**SELECTED TEXT**

With the CEO: strategy. The line I sent him half an hour into the morning was the one I most want on the record now. Please don't let the team look into anything like this. We don't know. We won't know. We need to act accordingly. I was telling him, in advance, what was about to happen: the team would do the investigations a team does, the investigations would come back clean, and the team would want to declare clean. The investigations were going to be uninformative. The right response wasn't to find out what happened. The right response was to act as if the worst case had happened and to change the standing posture so that next time we'd have better information. The CEO understood. He thanked me. He told me to keep contributing in the group channel, and later, when I DM'd him saying I thought there was a misunderstanding about networking in the group thread, he wrote back: it's ok to explain if you have thoughts on things, this is a group discussion. He was giving me permission to push back publicly. I pushed back publicly. The conversation moved.

the gap

What I did not say to the team, in any channel, all day, was the thing I most believed.

The team did the investigation a team does. Greps against /var/log. Checks for the IP in shell history. Process tables. Looking for suspicious files in /tmp. Everyone's machine came back clean. The Mac users found nothing. The production servers had no record of the IP in their logs. The conclusion the team reached, and that the dev team lead eventually wrote up, was that only my Linux dev box had been affected and that the rest of the environment was clean.

The investigation was searching for evidence that could not exist.

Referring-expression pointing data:
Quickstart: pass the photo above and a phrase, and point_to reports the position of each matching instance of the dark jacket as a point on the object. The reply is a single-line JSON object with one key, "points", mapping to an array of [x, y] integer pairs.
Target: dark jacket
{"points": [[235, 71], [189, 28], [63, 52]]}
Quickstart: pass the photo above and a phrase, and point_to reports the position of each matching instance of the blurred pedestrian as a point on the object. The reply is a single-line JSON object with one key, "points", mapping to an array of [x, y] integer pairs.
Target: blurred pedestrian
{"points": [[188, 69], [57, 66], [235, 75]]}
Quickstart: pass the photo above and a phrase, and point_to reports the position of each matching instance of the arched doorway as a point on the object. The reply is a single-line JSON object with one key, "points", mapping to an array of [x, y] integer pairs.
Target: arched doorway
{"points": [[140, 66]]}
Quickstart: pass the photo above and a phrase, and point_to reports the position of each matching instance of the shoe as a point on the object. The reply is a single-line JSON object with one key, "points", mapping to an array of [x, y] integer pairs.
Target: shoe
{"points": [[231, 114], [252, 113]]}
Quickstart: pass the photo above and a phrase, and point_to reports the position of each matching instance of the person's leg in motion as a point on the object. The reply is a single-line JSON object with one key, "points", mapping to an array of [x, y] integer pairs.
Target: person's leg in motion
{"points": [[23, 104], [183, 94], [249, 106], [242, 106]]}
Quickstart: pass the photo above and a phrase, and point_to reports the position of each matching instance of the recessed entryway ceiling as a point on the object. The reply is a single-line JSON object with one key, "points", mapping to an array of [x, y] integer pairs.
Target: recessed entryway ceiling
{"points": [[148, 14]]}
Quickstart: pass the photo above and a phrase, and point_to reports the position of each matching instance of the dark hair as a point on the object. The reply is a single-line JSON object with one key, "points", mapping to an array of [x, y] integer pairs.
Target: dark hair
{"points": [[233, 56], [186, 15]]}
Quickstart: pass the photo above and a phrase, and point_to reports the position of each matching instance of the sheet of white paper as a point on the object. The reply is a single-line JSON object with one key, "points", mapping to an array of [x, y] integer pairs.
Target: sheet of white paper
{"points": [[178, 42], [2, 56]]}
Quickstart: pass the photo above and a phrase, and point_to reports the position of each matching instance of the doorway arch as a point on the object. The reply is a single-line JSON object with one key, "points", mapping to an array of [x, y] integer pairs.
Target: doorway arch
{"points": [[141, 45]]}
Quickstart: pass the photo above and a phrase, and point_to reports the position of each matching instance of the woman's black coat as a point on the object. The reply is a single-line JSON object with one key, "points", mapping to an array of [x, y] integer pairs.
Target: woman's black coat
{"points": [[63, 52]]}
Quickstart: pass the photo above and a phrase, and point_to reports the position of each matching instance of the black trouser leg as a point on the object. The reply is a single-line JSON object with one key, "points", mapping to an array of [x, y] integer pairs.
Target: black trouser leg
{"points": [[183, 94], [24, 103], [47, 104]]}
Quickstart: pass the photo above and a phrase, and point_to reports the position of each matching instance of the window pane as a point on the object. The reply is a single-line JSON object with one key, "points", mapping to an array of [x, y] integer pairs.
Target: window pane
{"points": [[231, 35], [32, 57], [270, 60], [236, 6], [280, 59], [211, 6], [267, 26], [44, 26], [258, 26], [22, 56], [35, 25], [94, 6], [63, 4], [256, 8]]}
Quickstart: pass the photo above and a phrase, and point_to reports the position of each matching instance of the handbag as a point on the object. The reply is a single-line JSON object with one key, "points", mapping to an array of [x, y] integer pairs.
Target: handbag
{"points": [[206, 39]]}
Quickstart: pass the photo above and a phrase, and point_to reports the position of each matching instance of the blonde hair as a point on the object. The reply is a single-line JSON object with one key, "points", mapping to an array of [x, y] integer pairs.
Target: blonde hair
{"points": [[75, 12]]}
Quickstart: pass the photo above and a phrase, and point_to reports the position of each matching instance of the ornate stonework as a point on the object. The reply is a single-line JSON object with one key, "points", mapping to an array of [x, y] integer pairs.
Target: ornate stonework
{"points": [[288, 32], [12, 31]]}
...
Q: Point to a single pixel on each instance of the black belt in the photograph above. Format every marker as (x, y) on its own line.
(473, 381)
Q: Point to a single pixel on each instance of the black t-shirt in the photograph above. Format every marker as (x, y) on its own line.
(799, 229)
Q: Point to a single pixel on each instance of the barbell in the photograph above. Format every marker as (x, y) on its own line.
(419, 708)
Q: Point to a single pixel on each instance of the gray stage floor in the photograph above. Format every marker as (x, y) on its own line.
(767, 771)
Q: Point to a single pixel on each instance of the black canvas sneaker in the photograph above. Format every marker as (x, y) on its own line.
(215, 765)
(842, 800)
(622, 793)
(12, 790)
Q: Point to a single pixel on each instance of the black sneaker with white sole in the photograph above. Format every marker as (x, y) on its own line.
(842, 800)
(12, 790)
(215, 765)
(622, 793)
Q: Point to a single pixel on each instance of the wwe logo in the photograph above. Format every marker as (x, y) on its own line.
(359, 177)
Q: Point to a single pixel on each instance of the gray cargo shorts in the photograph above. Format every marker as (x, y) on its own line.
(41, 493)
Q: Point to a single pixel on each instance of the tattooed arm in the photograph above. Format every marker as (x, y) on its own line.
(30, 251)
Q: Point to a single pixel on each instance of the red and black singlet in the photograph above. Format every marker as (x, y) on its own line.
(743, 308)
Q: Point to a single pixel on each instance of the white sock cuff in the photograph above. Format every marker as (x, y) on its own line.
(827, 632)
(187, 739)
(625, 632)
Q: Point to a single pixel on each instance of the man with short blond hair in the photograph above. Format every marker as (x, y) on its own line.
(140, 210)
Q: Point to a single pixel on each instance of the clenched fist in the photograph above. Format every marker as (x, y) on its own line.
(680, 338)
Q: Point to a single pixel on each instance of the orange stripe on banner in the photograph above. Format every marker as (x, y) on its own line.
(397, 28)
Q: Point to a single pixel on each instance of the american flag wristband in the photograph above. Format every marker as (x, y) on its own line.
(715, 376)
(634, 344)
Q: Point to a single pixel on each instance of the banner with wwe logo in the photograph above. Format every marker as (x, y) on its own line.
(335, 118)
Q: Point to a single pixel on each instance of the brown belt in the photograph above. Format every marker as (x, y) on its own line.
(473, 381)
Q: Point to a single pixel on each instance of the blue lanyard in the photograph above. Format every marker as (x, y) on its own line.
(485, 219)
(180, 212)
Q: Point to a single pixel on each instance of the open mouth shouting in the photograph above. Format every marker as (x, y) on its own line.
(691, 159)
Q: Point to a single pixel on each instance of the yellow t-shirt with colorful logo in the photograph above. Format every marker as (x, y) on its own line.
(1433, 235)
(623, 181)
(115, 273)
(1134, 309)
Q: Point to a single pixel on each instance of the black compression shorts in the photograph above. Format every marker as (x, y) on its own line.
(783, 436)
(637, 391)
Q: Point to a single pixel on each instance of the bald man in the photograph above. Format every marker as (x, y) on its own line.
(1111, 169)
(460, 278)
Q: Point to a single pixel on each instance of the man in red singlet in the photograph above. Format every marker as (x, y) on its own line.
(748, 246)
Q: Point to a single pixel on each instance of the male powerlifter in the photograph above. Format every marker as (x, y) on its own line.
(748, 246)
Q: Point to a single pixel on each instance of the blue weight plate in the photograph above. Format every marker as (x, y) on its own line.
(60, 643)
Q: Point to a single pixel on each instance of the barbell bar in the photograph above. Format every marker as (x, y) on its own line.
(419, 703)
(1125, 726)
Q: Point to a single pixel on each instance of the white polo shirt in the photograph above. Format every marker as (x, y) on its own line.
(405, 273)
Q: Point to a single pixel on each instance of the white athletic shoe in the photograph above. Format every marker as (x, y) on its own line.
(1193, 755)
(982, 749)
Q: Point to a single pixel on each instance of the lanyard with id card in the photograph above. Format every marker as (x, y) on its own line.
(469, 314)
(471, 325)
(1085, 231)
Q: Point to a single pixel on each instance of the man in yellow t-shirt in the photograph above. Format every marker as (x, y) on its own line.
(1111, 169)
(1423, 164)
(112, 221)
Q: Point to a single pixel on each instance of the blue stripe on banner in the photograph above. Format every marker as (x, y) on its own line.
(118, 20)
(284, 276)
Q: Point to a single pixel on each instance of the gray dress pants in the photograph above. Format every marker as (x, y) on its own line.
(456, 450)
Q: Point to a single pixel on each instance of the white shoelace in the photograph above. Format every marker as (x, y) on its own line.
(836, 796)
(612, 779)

**PROBLEM STATEMENT**
Copy out the whole account above of the incident investigation, word for word.

**RESPONSE BOX**
With the CEO: strategy. The line I sent him half an hour into the morning was the one I most want on the record now. Please don't let the team look into anything like this. We don't know. We won't know. We need to act accordingly. I was telling him, in advance, what was about to happen: the team would do the investigations a team does, the investigations would come back clean, and the team would want to declare clean. The investigations were going to be uninformative. The right response wasn't to find out what happened. The right response was to act as if the worst case had happened and to change the standing posture so that next time we'd have better information. The CEO understood. He thanked me. He told me to keep contributing in the group channel, and later, when I DM'd him saying I thought there was a misunderstanding about networking in the group thread, he wrote back: it's ok to explain if you have thoughts on things, this is a group discussion. He was giving me permission to push back publicly. I pushed back publicly. The conversation moved.

the gap

What I did not say to the team, in any channel, all day, was the thing I most believed.

The team did the investigation a team does. Greps against /var/log. Checks for the IP in shell history. Process tables. Looking for suspicious files in /tmp. Everyone's machine came back clean. The Mac users found nothing. The production servers had no record of the IP in their logs. The conclusion the team reached, and that the dev team lead eventually wrote up, was that only my Linux dev box had been affected and that the rest of the environment was clean.

The investigation was searching for evidence that could not exist.